■ **SHORT TASK 1**
Present the part of the entries that opens with the first line and closes with the line containing "154], [1, 153]]]" as a Markdown table with the columns Row and Line, numbering each row and skipping blank lines.

Local markets, spicy food and real people to mingle with: self-catering in St Lucia is your key to getting a true taste of Caribbean life, says Liz Edwards…
Had it all been a terrible mistake? As I lay awake for too much of our first night on St Lucia, I couldn’t help wondering. Because although I had made sure that our cottage — cute and characterful on a former plantation estate — came with a kitchen, I had neglected to check it would actually have windows. We had bars for security, floaty curtains for modesty and mozzie nets for sanity. But amid dense greenery and without glass, our bedroom came with a mega-decibel lullaby. In lieu of sleep, we had a drumbeat downpour, we had singing cicadas, we had countless croaks and ribbits and — bai-ee-ai — the full, fortissimo frog chorus. We all groaned together. But my husband was so cross — irate of the Caribbean — he couldn’t even relish his ‘I told you so’ moment.

■ **DATASET ROWS**
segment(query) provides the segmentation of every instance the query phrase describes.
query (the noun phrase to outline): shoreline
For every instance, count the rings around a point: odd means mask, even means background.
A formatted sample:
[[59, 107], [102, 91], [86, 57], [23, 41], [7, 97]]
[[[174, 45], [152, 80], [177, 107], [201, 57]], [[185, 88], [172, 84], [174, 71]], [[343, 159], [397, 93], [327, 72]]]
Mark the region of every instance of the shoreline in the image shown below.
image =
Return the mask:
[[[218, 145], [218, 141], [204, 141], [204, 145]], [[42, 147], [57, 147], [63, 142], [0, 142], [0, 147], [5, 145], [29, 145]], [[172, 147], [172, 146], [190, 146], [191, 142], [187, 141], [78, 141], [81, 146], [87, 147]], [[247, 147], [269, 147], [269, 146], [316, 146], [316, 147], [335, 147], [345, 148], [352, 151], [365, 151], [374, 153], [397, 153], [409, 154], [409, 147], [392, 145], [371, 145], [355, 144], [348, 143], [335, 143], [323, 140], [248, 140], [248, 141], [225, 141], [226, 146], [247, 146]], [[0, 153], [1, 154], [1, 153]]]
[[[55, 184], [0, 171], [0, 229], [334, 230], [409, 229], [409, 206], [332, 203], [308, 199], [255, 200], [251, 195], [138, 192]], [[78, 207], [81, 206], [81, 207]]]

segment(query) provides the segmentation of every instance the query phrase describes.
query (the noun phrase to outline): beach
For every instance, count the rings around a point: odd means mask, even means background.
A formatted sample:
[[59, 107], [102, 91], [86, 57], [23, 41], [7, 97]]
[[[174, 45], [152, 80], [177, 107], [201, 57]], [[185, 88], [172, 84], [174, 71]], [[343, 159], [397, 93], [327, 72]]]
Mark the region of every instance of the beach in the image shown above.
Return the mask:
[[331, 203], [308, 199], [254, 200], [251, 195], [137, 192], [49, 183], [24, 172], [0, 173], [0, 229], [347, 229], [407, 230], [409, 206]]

■ **SHORT TASK 2**
Carry on the travel piece about self-catering in St Lucia from its last sentence.

■ **TASK RESULT 1**
| Row | Line |
|---|---|
| 1 | segment(query) provides the segmentation of every instance the query phrase describes. |
| 2 | query (the noun phrase to outline): shoreline |
| 3 | For every instance, count the rings around a point: odd means mask, even means background. |
| 4 | A formatted sample: |
| 5 | [[59, 107], [102, 91], [86, 57], [23, 41], [7, 97]] |
| 6 | [[[174, 45], [152, 80], [177, 107], [201, 57]], [[185, 88], [172, 84], [174, 71]], [[343, 159], [397, 93], [327, 72]]] |
| 7 | Mark the region of every instance of the shoreline in the image shown below. |
| 8 | image = |
| 9 | Return the mask: |
| 10 | [[[218, 145], [218, 141], [204, 141], [204, 145]], [[42, 147], [57, 147], [63, 142], [0, 142], [0, 147], [5, 145], [29, 145]], [[172, 147], [172, 146], [190, 146], [191, 142], [187, 141], [78, 141], [81, 146], [87, 147]], [[247, 147], [269, 147], [269, 146], [316, 146], [316, 147], [335, 147], [345, 148], [352, 151], [365, 151], [374, 153], [397, 153], [409, 154], [409, 147], [392, 145], [371, 145], [355, 144], [348, 143], [335, 143], [323, 140], [248, 140], [248, 141], [225, 141], [226, 146], [247, 146]], [[0, 153], [1, 154], [1, 153]]] |

■ **TASK RESULT 2**
It had all made perfect sense to me back home. On European holidays, I’d reasoned, we loved the villa thing — stocking up at the market, chatting with the grannies over the shopping basket, hanging out with villagers in the nearest bar. This time we’d do all that, just in tropical temperatures in the Caribbean. And with less bling than Barbados and less edge than Jamaica, St Lucia would be the easiest, friendliest, safest Caribbean island for us to get a taste of local life.
My husband was sceptical. He’d visited the mountainous island in a former life as a brochure writer and knew its strengths as the honeymoon favourite, all discreet service and petal-strewn romance. I’d convinced him we could find something more authentic than a hermetically sealed resort, make a more natural connection with the island than we would on a hotel excursion. We’d stay in the less-developed south, self-cater, self-drive, self-congratulate.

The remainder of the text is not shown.